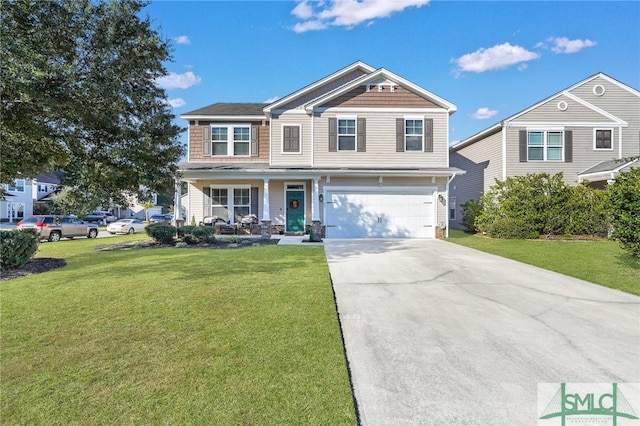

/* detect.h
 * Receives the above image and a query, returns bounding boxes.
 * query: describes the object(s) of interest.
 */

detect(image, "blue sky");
[144,0,640,143]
▬▬▬▬▬▬
### Istruzioni dell'esercizio
Formatta le righe qui sopra come una lista JSON di stringhe, una per ciascuna riga, tralasciando le righe vuote e l'immagine.

### Risultato corretto
[
  "/* detect.h",
  " * Receives the above image and a query, returns bounding boxes.",
  " * query: describes the object(s) of interest.",
  " */",
  "detect(image, \"blue sky\");",
  "[144,0,640,143]"
]